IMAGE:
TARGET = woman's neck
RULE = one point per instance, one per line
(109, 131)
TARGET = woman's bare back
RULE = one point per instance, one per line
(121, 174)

DIRECTIONS:
Take every line above where "TARGET" appears and copy it.

ANSWER TO THIS EXERCISE:
TARGET = woman's neck
TARGET = woman's bare back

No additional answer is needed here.